#### SELECTED TEXT ####

In his comments on James Mill’s Elemens D’economie Politique, written when he took up his study of political economy in earnest in 1844, Marx offers a few tantalizing glimpses of such a concept of production beyond that of the capitalist mode of production. As in the much more well-known Economic and Philosophical Manuscripts of the same year, Marx contrasts in his comments on Mill a notion of production as capitalist profit with that of production alienating workers. Thus under capitalism, “my labour can appear in my object only [...] as the expression of my loss of self and of my powerlessness that is objective, sensuously perceptible, obvious and therefore put beyond all doubt.”[xiv]

In contrast to this, Marx uses as his foil the concept of communist production which goes beyond any analytical concept he later developed, and which can serve as a guidepost in socialism. I will first quote it here at length:

Let us suppose that we had carried out production as human beings. Each of us would have in two ways affirmed himself and the other person. 1) In my production I would have objectified my individuality, its specific character, and therefore enjoyed not only an individual manifestation of my life during the activity, but also when looking at the object I would have the individual pleasure of knowing my personality to be objective, visible to the senses and hence a power beyond all doubt. 2) In your enjoyment or use of my product I would have the direct enjoyment both of being conscious of having satisfied a human need by my work, that is, of having objectified man's essential nature, and of having thus created an object corresponding to the need of another man's essential nature. 3) I would have been for you the mediator between you and the species, and therefore would become recognised and felt by you yourself as a completion of your own essential nature and as a necessary part of yourself, and consequently would know myself to be confirmed both in your thought and your love. 4) In the individual expression of my life I would have directly created your expression of your life, and therefore in my individual activity I would have directly confirmed and realised my true nature, my human nature, my communal nature.[xv]

This notion can respond to both the critiques of the “mature” Marxist concept of production undertaken by Baudrillard, and the “actually existing” socialisms of Soviet satellites. It does not fall prey to the capitalist replacement of social relations with material things, and instead aims to affirm humans and animals, plants and artificial intelligences in the process of generating the material products necessary to live with some grace. I discuss the four elements Marx presents in turn.

####

REQUIRED TASKS:
1. List everything that the final paragraph of the passage on Marx says the notion aims to affirm.
2. Answer from the passage on Marx, please:
(a) In what year did Marx take up his study of political economy in earnest?
(b) Whose book was Marx commenting on?
(c) Whose critiques of the "mature" Marxist concept of production can the notion respond to?
3. Copy out the passage on Marx word for word from "This notion can" to "presents in turn.".

#### SUPPLIED INFORMATION ####

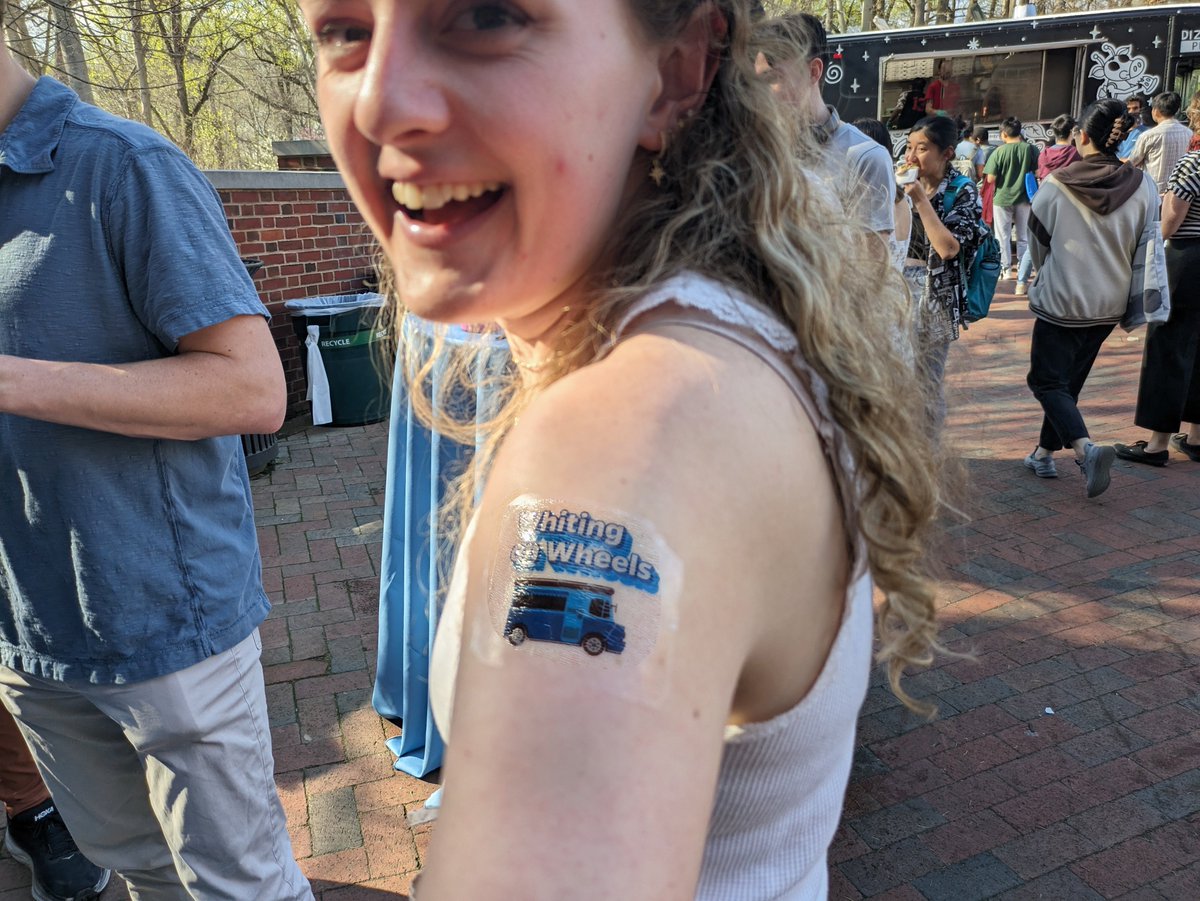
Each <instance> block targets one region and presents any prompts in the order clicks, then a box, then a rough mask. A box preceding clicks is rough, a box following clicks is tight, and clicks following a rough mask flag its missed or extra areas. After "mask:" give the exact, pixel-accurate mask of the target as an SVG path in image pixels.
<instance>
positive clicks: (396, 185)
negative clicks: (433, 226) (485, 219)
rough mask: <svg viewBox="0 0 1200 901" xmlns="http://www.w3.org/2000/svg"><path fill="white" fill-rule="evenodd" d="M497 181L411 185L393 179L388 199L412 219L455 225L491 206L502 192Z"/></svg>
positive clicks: (471, 216) (410, 184)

####

RESPONSES BY ITEM NUMBER:
1. humans, animals, plants, artificial intelligences

2.
(a) 1844
(b) James Mill's (Elemens D'economie Politique)
(c) Baudrillard's

3.
This notion can respond to both the critiques of the “mature” Marxist concept of production undertaken by Baudrillard, and the “actually existing” socialisms of Soviet satellites. It does not fall prey to the capitalist replacement of social relations with material things, and instead aims to affirm humans and animals, plants and artificial intelligences in the process of generating the material products necessary to live with some grace. I discuss the four elements Marx presents in turn.